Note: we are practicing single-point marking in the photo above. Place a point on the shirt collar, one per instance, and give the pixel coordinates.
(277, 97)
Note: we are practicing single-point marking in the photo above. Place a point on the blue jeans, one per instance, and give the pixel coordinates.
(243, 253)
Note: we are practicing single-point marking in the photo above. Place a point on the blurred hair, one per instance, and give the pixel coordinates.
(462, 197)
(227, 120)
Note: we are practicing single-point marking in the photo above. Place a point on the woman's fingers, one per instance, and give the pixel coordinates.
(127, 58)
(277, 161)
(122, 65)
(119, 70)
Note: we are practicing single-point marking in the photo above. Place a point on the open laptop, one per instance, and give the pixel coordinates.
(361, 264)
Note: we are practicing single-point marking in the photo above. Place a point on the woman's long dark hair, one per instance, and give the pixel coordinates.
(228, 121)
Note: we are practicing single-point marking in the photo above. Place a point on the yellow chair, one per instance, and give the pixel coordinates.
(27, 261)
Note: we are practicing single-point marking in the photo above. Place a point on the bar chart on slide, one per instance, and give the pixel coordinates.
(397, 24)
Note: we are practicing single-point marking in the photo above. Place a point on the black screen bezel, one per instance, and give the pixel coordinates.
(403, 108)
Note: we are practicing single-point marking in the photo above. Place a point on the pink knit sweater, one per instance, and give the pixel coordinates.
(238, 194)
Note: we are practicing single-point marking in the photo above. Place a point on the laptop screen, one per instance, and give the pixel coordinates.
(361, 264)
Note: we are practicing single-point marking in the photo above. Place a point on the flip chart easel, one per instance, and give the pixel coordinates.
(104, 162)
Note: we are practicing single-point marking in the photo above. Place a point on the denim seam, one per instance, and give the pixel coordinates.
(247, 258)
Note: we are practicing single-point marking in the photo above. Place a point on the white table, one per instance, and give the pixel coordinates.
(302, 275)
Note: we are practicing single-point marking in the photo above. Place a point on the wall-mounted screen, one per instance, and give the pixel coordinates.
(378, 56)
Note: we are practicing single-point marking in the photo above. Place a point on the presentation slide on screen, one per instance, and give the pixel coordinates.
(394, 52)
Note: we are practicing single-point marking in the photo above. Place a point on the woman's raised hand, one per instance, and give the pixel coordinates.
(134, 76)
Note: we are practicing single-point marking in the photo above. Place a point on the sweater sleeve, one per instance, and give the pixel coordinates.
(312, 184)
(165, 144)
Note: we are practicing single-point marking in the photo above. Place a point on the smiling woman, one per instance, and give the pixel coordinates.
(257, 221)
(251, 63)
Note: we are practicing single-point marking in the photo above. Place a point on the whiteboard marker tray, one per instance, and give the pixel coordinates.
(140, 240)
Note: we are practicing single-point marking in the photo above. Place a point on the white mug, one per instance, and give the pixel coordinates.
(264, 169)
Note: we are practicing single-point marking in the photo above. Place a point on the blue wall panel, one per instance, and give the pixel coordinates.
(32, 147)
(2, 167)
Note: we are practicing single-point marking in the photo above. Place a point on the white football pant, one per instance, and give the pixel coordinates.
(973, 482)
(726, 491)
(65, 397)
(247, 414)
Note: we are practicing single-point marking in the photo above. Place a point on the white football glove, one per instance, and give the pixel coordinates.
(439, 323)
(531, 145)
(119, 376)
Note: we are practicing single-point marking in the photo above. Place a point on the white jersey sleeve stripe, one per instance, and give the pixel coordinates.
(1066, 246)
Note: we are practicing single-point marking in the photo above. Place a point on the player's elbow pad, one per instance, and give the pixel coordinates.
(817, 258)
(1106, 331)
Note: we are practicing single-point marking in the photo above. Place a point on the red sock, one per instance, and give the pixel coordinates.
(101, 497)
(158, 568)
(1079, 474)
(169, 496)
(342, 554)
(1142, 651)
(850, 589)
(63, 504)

===

SHORT TASK => Repeat the preceding lines exactly, please, every one of them.

THE REPLY =>
Note: we are practicing single-point marking in the photo above. Place a point on the shirt collar, one per instance, and give the pixel coordinates.
(277, 97)
Note: we are practicing single-point marking in the photo above. Place a point on the blue jeans, one per instance, and give the pixel coordinates.
(243, 253)
Note: we are practicing single-point marking in the photo above. Place a point on the blurred hair, one per instance, and give the pixel coordinates.
(462, 197)
(227, 120)
Note: we are practicing single-point marking in the photo above. Place a point on the woman's fingers, one per instance, and give the pixel coordinates.
(127, 58)
(277, 161)
(122, 65)
(119, 70)
Note: we are practicing single-point marking in the photo above. Place a point on the open laptop, one per instance, and give the pixel coordinates.
(361, 264)
Note: we are practicing single-point marking in the photo above. Place a point on the woman's long dark hair, one per instance, and give the pixel coordinates.
(228, 121)
Note: we are practicing single-point marking in the photo above. Place a point on the yellow chair, one per instance, and give the pixel coordinates.
(27, 261)
Note: we are practicing single-point marking in the photo above. Place a point on the bar chart on slide, one per instance, and give the pixel coordinates.
(397, 24)
Note: we are practicing single-point marking in the photo above. Place a point on the black screen bezel, one per instance, and give the pixel coordinates.
(403, 108)
Note: we are practicing single-point marking in the photo above. Place a point on the pink knit sweater, one per instance, and give the pixel coordinates.
(238, 194)
Note: we are practicing single-point marking in the photo above. Place a point on the laptop screen, one per instance, and give the pixel coordinates.
(361, 264)
Note: we are practicing single-point marking in the photo above. Place a point on the flip chart easel, one per instance, and give the pixel coordinates.
(104, 162)
Note: we are practicing single-point marking in the photo above. Place a point on the denim seam, one per instance, and give the pixel coordinates.
(247, 258)
Note: we are practicing single-point marking in the photo above. Place a point on the white table, one per instance, and give the pixel coordinates.
(302, 275)
Note: we are practicing single-point marking in the photo above. Place a point on the wall-mounted screen, one per instance, and give the pixel coordinates.
(378, 56)
Note: we are practicing single-point marking in the photo above. Place a point on the presentation slide on screen, one per instance, and give the pixel coordinates.
(394, 52)
Note: we are practicing single-point marking in the photo above. Place a point on the woman's raised hand, one per instance, and give the pixel coordinates.
(134, 76)
Note: we are practicing single-point marking in the photo above. Place a point on the sweater sleeve, one per instance, and give the pixel coordinates.
(312, 184)
(165, 144)
Note: we are practicing single-point marking in the photo above. Place a point on the smiling woman, one per instance, and give the pixel coordinates.
(257, 221)
(251, 63)
Note: we are practicing single-point marking in the photo above. Place a point on the whiteboard marker tray, one per instance, and give the pixel coordinates.
(140, 240)
Note: we are practicing single-point marking in the photo above. Place a point on the white mug, one per instance, and give the pixel coordinates.
(264, 169)
Note: we are practicing single-point marking in the photo above. Place a point on the blue wall panel, one per instance, and give the pixel coordinates.
(32, 147)
(2, 167)
Note: we are practicing single-point marking in the photo above. Place a point on the white football pant, one per instance, and give the pixel coordinates.
(973, 482)
(726, 491)
(65, 397)
(247, 414)
Note: we are practicing single-point marking in the photo above. Place a point on the white football glove, one per instance, and give the pixel coordinates.
(439, 323)
(531, 145)
(119, 376)
Note: we are practicing single-point marking in the photo above. Place a point on the white jersey sleeve stripe, one per instance, and give the pixel coordinates.
(1066, 246)
Note: we are practicing single-point marking in the photo above. Place a point on the player's elbow pad, one per instance, and give the pixel coordinates.
(817, 258)
(1106, 331)
Note: we are practicing single-point marking in the photo above. Place a point on the red sock, one per instance, and give the pixel coordinates.
(101, 497)
(158, 568)
(1079, 474)
(169, 496)
(342, 554)
(1142, 651)
(850, 589)
(63, 504)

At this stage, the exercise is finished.